SELECTED EXCERPT:

----------------------------------------

The UK’s Love for Veganism

September 14, 2018

It doesn’t seem like that long ago that people deemed ‘going vegan’ as something strange and extreme, as though starting a vegan lifestyle meant giving up anything tasty or fun in the kitchen. But suddenly, the plant-based, animal-product-free dietary choice has exploded into the mainstream. With celebrity endorsements from sports superstars like Venus Williams, to singer Miley Cyrus, there’s no shortage of delicious vegan meals showing up on our Instagram and Facebook feeds. What was once a mocked concept is slowly becoming the respectful, supported choice it should be – in the UK, plant-based food sales increased 1,500% between 2016 and 2017.

On veganism’s surge in the UK, The Vegan Society released data surrounding the current consensus and viewpoint of the public on the dairy and meat-free way:

  • 56% of adults in the UK practice vegan buying behaviours
  • 19% have cut down on buying meat and are checking cosmetics and toiletries for animal-testing
  • 13% actively choose meat-free or dairy-free meals when eating out
  • 51% are happy to see vegan food in shops and restaurants

Perhaps the increase has come as a result of a more flexible approach; many of us who aren’t vegan are trying out a few vegan options each week, actively decreasing our intake of meat and dairy (a viewpoint named as the ‘flexitarian’ approach). Perhaps because of this, the mindset towards vegans has drastically improved, with 43% of people saying they respected vegans for their lifestyle.

----------------------------------------

DATA LISTING:
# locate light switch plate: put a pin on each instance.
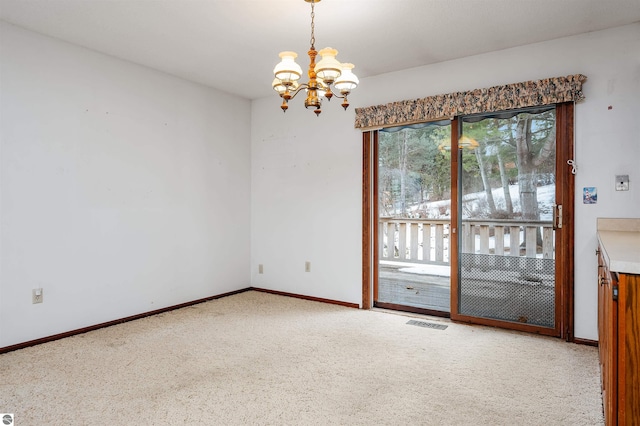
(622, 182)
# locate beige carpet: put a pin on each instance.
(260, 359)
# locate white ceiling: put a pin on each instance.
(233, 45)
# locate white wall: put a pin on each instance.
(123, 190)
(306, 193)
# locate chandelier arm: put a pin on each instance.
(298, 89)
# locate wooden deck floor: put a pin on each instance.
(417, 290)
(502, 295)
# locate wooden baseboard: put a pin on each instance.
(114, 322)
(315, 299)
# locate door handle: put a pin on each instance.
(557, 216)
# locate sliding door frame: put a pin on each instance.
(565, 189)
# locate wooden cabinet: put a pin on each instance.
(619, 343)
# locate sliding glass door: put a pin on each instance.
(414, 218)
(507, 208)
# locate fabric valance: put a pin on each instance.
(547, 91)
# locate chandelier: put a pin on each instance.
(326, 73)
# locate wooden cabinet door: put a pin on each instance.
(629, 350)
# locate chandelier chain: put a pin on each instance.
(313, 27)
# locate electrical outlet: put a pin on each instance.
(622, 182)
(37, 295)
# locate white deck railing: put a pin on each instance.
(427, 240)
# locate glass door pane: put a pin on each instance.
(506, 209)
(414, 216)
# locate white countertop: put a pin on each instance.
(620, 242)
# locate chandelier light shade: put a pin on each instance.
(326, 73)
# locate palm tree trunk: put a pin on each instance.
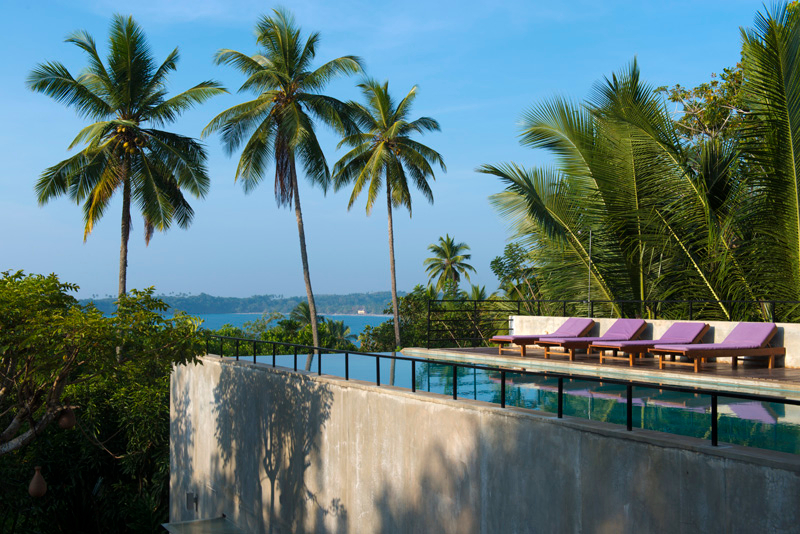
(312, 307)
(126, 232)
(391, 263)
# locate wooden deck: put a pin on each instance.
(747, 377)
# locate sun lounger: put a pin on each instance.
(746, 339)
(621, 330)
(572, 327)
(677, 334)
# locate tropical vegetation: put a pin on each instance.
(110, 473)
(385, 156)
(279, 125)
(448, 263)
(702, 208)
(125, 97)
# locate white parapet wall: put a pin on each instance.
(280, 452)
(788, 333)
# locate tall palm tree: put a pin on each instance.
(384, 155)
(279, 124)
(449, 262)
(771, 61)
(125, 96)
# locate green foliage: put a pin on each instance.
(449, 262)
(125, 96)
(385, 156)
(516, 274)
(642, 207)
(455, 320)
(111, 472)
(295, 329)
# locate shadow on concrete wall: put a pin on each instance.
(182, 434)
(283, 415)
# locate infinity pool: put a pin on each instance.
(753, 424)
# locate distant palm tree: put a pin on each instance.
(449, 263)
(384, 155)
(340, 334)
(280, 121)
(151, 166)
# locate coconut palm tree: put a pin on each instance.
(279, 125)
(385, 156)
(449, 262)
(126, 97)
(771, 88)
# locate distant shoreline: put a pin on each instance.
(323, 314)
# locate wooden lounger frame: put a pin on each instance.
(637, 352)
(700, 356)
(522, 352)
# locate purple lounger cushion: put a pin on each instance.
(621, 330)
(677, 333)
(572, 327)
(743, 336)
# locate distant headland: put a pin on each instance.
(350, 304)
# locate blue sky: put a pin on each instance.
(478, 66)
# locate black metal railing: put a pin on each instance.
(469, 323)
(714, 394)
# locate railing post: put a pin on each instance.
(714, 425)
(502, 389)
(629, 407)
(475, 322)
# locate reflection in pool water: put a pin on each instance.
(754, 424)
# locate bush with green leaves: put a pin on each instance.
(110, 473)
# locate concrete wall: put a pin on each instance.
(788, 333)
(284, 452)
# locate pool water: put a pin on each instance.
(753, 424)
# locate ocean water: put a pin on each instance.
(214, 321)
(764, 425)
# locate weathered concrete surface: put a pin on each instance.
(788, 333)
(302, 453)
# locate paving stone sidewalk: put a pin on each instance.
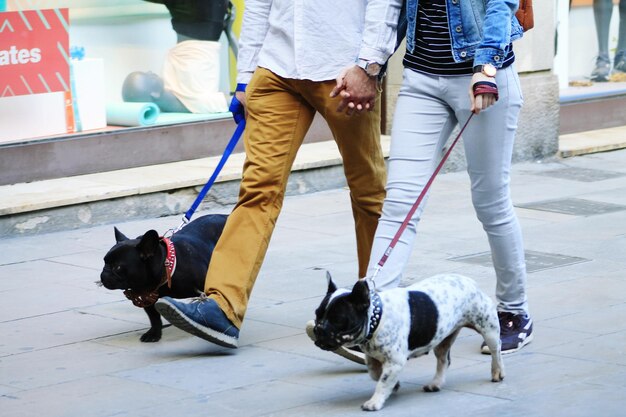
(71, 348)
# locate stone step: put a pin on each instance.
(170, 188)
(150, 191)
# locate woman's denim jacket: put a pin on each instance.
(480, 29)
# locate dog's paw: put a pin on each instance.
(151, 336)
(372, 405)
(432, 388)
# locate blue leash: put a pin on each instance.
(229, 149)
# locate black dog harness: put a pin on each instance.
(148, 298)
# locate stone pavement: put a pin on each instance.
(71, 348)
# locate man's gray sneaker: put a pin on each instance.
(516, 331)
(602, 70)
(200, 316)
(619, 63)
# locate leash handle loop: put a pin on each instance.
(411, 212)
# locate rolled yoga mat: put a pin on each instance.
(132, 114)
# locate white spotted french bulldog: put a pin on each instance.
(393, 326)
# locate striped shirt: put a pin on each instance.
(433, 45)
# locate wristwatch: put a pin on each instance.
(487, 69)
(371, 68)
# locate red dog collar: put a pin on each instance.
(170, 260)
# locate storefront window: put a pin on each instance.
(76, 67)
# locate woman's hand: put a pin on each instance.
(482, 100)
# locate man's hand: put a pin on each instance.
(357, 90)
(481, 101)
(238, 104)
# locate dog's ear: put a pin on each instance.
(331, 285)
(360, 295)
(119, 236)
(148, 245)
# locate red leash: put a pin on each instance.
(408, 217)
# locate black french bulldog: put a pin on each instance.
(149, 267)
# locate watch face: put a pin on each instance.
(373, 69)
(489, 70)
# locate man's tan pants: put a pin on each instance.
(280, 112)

----------------------------------------

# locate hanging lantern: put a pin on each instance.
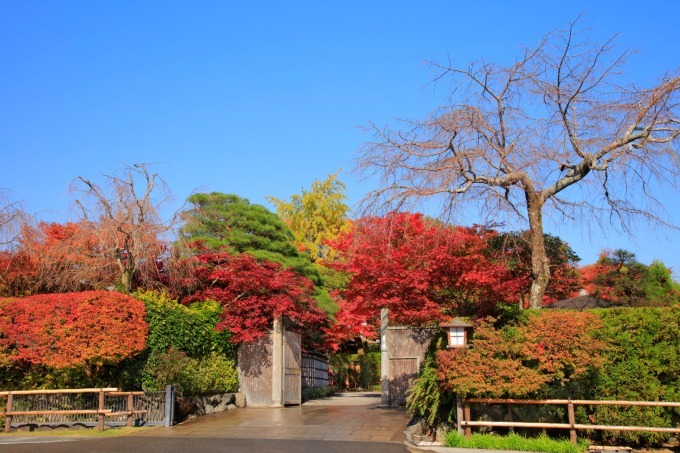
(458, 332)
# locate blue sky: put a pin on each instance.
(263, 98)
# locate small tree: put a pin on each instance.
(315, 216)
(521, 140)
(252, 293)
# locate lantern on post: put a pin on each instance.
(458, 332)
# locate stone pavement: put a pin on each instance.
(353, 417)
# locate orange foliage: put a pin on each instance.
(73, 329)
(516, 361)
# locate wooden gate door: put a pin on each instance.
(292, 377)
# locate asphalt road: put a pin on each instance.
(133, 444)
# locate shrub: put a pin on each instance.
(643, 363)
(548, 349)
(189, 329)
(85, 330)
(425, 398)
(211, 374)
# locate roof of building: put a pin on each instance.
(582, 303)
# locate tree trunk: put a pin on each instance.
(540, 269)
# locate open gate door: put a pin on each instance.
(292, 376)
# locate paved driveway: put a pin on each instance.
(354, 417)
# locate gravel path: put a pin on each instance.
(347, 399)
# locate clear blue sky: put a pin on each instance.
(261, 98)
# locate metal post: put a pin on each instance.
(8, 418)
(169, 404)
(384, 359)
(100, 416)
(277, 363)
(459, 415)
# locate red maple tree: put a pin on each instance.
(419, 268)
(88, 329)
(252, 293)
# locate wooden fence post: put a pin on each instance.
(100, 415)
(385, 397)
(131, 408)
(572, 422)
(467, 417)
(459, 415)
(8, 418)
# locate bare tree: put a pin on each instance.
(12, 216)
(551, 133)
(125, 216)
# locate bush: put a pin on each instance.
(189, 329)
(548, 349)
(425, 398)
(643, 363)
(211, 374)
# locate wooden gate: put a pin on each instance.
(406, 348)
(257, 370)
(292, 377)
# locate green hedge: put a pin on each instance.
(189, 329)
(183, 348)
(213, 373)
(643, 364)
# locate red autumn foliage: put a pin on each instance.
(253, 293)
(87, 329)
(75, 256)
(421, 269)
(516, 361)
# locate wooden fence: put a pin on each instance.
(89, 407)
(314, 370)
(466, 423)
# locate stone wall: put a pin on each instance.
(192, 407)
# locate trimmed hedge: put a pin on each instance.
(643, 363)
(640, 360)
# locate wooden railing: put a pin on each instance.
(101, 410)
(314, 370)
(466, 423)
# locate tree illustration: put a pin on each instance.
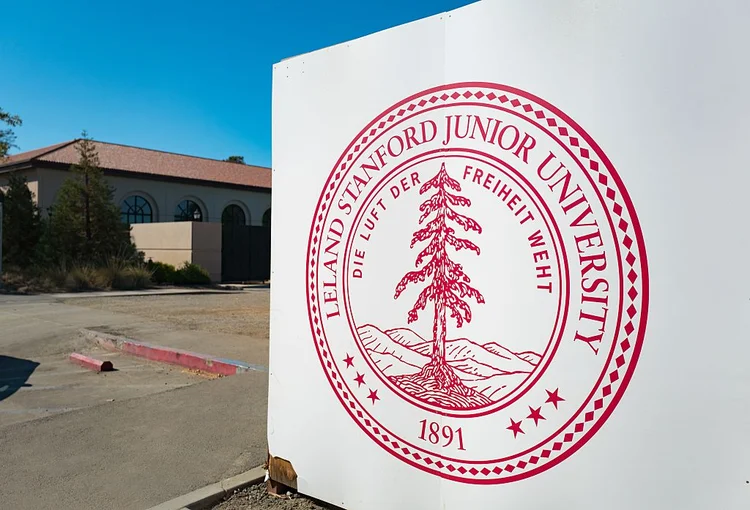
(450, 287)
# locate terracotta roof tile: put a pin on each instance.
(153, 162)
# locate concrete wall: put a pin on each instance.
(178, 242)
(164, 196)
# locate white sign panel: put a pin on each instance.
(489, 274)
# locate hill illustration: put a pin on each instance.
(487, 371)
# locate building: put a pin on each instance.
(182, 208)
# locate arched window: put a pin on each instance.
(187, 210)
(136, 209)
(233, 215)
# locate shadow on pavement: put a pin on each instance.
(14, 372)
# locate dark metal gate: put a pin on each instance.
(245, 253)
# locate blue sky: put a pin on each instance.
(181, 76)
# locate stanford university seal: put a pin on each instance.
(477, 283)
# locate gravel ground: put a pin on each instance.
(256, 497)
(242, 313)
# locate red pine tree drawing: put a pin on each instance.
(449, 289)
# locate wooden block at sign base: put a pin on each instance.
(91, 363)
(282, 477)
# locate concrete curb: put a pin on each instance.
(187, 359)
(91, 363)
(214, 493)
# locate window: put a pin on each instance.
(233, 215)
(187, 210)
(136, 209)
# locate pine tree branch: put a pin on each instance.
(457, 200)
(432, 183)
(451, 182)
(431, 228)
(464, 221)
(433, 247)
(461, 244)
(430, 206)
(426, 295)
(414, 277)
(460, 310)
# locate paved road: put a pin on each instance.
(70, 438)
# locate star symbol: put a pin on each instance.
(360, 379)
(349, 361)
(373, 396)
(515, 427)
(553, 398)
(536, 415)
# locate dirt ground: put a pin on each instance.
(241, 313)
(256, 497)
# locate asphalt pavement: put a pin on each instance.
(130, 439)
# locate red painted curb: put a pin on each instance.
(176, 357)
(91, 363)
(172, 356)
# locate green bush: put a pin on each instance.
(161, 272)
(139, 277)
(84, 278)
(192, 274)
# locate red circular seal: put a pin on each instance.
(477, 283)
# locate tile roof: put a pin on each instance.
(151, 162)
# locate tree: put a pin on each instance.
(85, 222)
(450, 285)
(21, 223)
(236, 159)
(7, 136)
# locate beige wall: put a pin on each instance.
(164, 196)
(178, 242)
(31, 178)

----------------------------------------

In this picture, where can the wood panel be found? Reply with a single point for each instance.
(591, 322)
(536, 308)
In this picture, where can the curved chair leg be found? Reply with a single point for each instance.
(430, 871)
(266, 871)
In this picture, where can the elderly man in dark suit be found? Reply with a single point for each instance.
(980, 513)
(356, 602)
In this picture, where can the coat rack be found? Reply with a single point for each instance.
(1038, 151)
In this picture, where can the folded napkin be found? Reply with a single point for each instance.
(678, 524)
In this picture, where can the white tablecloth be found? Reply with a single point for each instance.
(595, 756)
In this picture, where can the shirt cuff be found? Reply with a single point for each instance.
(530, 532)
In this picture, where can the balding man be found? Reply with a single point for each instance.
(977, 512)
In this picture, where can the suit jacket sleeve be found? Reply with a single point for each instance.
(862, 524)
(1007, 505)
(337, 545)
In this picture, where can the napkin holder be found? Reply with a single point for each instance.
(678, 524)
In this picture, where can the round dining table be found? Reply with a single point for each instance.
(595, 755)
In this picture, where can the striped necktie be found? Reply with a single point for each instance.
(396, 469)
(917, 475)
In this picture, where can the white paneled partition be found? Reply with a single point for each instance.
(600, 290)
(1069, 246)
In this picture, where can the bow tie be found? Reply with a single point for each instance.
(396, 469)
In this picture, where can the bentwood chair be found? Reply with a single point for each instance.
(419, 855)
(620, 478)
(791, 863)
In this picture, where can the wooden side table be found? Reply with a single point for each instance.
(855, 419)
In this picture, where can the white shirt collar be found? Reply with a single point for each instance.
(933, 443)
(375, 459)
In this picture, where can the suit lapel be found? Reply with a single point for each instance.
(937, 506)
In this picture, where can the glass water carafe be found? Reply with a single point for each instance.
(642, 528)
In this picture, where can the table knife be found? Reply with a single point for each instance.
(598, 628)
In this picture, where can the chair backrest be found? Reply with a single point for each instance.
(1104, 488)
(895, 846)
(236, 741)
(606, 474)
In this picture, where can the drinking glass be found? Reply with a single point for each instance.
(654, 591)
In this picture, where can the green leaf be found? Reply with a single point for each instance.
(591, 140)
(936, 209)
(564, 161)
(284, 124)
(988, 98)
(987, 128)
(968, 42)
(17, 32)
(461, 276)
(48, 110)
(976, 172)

----------------------------------------

GOAL 1: In the article on the UK's love for veganism, what percentage of people said they respected vegans for their lifestyle?
GOAL 2: Copy the veganism article word for word, from "The UK’s Love" up to and including "2016 and 2017.".

WORKED ANSWER 1: 43% of people said they respected vegans for their lifestyle.

WORKED ANSWER 2:
The UK’s Love for Veganism

September 14, 2018

It doesn’t seem like that long ago that people deemed ‘going vegan’ as something strange and extreme, as though starting a vegan lifestyle meant giving up anything tasty or fun in the kitchen. But suddenly, the plant-based, animal-product-free dietary choice has exploded into the mainstream. With celebrity endorsements from sports superstars like Venus Williams, to singer Miley Cyrus, there’s no shortage of delicious vegan meals showing up on our Instagram and Facebook feeds. What was once a mocked concept is slowly becoming the respectful, supported choice it should be – in the UK, plant-based food sales increased 1,500% between 2016 and 2017.